Kurze Aufgabe: Wie viel informelle Pflegearbeit leisten Frauen in Griechenland und Kroatien laut dem Auszug über Pflege zu Hause im Vergleich zu Männern?
── Zu lesender Auszug
Großteil der Pflegebedürftigen werden zu Hause betreut

Über 80 Prozent der etwa fünf Millionen Pflegebedürftigen werden in Deutschland zu Hause versorgt – häufig informell, das heißt privat, ohne professionelle Pflegehilfe. Dass Frauen mehr informelle Pflege leisten, ist in allen der untersuchten Länder so. Allerdings sind die Verhältnisse zwischen den Geschlechtern in einigen Staaten wesentlich ausgeglichener als hier.

Eine Pflegerin hält die Hand einer Bewohnerin im Seniorenzentrum Sankt Elisabeth.
Eine Pflegerin hält die Hand einer Bewohnerin im Seniorenzentrum Sankt Elisabeth. © DPA Images | Christophe Gateau

Beispielsweise in Portugal, der Schweiz und Schweden pflegten Frauen nur knapp „doppelt so oft wie Männer“, schreibt das DIW. In Deutschland leisten sie informelle Pflegearbeit dagegen „mehr als doppelt so häufig“, in Griechenland und Kroatien sogar dreimal so viel wie Männer. In der Ungleichverteilung sieht das DIW eine politische Herausforderung. Schließlich dürfte die Zahl der Pflegebedürftigen künftig zunehmen, damit auch der Bedarf an Pflegearbeit. Andererseits wollen und sollen Frauen mehr auskömmlich bezahlter Erwerbsarbeit nachgehen. Wie kann beides zusammenpassen?

So könnte das Pflege-Problem gelöst werden

Die Untersuchung liefert Antworten. Die Ungleichheit der Pflegearbeit zwischen den Geschlechtern „ist in den Ländern kleiner, in denen mehr Geld für das formelle Pflegesystem ausgegeben wird“, sagt DIW-Forscher Peter Haan. Wenn also mehr Finanzmittel in professionelle Altenpflege fließen, müssen Frauen weniger zu Hause pflegen. Mitverantwortlich ist auch der Arbeitsmarkt: In Deutschland „gehen Frauen seltener einer Erwerbsarbeit nach und verdienen weniger, weshalb sie dann öfter als Männer für die Pflege von Angehörigen ihre Arbeitszeit reduzieren oder die Erwerbstätigkeit ganz aufgeben“, erklärt Forscherin Mia Teschner.

Der politische Rat des Instituts lautet demzufolge, mehr Geld in stationäre Pflegeeinrichtungen und mobile professionelle Dienste zu investieren und die Pflegeversicherung auszubauen. Außerdem müsse die Politik die öffentliche Kinderbetreuung verbessern, um Frauen die Erwerbstätigkeit zu erleichtern. Andererseits sollten Männer auch mehr informelle Pflegearbeit übernehmen. Ökonomisch würde das bedeuten, dass die Kosten des formellen Pflegesystems stiegen, was eine stärkere Finanzierung durch Sozialbeiträge oder Steuern erforderte.
────
── Datenabschnitt
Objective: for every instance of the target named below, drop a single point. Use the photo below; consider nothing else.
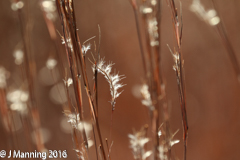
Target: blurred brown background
────
Lösung der Aufgabe: Dreimal so viel wie Männer.